* Task description:
Transcribe the passage on the Fund's investment practices verbatim, from "LOANS OF PORTFOLIO" to "and its shareholders.".

++++ Page text ++++

Although the Fund's gain is limited to the price at which it sold the security
short, its potential loss is theoretically unlimited. The short sale of a
security is considered a speculative investment technique.
 
  The market value of the security sold short of any one issuer will not exceed
either 5% of the Fund's total assets or 5% of such issuer's voting securities.
The Fund will not make a short sale, if, after giving effect to such sale, the
market value of all securities sold short exceeds 25% of the value of its assets
or the Fund's aggregate short sales of a particular class of securities exceeds
25% of the outstanding securities of that class. The Fund may also make short
sales "against the box" without respect to such limitations. In this type of
short sale, at the time of the sale, the Fund owns or has the immediate and
unconditional right to acquire at no additional cost the identical security.
 
  LOANS OF PORTFOLIO SECURITIES.  Consistent with applicable regulatory
requirements, the Fund may lend its portfolio securities to selected commercial
banks or broker-dealers up to a maximum of 50% of the assets of the Fund. The
Fund is the beneficial owner of the loaned securities in that any gain or loss
in the market price during the loan inures to the Fund and its shareholders.
 
  USE OF LEVERAGE. The Fund is authorized to borrow money from banks for
investment purposes in an amount up to 33 1/3% of its total assets (including
the amount of the borrowing). The Fund is also authorized to borrow an
additional 5% of its total assets from any person without regard to the
foregoing limitation for temporary purposes such as clearance of portfolio
transactions, the payment of dividends and share repurchases. The use of
leverage will provide the opportunity for increased net income, but also should
be considered a speculative technique and may increase the Fund's investment
risk.
 
  Borrowing will exaggerate changes in the net asset value of the shares and in
the yield on the Fund's portfolio, which may, in turn, result in increased
volatility of the market price of the shares. Borrowing will create interest
expenses for the Fund which can exceed the income from the assets obtained with
the proceeds. To the extent the income derived from securities purchased with
funds obtained through borrowing exceeds the interest and other expenses that
the Fund will have to pay in connection with such borrowing, the Fund's net
income will be greater than if the Fund did not borrow. Conversely, if the
income from the assets obtained through borrowing is not sufficient to cover the
cost of borrowing, the net income of the Fund will be less than if the Fund did
not borrow, and therefore the amount available for distribution to shareholders
will be reduced. See "Investment Objectives and Policies -- Special Risk Factors
- -- Leverage."

++++ Record extracts ++++

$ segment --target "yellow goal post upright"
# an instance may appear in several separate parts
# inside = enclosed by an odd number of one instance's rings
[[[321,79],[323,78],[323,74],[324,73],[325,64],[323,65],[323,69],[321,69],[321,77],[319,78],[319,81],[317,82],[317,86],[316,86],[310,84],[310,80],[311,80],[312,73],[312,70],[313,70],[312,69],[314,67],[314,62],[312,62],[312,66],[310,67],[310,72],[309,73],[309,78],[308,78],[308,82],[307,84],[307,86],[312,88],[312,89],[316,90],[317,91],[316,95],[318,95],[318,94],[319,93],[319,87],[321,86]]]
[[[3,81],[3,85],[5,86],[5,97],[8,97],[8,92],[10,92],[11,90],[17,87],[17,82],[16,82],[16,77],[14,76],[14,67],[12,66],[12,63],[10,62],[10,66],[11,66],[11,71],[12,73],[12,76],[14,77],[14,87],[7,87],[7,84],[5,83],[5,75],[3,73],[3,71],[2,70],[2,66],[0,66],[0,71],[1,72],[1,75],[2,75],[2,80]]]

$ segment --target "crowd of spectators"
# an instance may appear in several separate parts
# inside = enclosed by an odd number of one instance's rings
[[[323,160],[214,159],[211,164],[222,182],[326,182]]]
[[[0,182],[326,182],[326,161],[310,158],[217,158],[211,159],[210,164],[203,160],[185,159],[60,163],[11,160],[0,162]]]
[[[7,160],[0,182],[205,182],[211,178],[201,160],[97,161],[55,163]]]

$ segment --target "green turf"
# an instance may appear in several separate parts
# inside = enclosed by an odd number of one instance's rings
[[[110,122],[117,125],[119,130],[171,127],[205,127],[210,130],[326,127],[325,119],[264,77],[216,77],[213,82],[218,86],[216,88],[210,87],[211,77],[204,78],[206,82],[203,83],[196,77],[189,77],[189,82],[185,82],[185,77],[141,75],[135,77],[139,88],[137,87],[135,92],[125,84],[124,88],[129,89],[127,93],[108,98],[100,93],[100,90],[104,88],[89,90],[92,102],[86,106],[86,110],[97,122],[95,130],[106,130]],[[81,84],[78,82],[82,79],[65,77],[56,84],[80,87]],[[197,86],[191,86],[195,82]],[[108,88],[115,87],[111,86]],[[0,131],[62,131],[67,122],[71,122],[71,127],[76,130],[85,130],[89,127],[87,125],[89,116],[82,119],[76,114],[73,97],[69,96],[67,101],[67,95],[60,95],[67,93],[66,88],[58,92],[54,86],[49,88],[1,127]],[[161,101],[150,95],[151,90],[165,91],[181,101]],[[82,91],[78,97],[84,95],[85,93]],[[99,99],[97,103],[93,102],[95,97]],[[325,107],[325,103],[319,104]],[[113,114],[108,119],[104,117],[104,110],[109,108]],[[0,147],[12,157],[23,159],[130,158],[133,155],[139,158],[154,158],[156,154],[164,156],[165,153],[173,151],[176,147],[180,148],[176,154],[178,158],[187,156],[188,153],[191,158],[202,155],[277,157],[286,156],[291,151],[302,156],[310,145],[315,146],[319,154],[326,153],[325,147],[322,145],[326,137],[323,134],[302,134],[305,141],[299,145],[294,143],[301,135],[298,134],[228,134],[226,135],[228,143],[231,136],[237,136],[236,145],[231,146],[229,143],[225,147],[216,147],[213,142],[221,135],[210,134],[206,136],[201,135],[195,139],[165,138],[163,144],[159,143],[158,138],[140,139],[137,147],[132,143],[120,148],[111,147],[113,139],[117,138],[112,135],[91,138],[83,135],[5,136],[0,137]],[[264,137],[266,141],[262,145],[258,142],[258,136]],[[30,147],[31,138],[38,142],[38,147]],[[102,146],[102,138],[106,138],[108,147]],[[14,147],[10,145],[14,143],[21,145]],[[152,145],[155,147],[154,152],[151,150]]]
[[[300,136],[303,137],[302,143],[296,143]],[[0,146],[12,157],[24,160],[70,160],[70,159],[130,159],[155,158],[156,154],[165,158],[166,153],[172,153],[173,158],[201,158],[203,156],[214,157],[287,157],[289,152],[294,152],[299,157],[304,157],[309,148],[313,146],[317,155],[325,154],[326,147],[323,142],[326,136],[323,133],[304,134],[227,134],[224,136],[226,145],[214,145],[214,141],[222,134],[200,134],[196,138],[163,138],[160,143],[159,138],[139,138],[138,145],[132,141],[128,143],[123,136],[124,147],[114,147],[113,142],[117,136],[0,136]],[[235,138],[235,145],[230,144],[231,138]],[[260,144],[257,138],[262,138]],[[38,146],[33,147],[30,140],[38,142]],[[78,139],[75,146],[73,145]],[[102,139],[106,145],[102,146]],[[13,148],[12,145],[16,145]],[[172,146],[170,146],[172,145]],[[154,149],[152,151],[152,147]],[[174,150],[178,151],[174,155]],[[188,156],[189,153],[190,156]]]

++++

* Finished task:
LOANS OF PORTFOLIO SECURITIES.  Consistent with applicable regulatory
requirements, the Fund may lend its portfolio securities to selected commercial
banks or broker-dealers up to a maximum of 50% of the assets of the Fund. The
Fund is the beneficial owner of the loaned securities in that any gain or loss
in the market price during the loan inures to the Fund and its shareholders.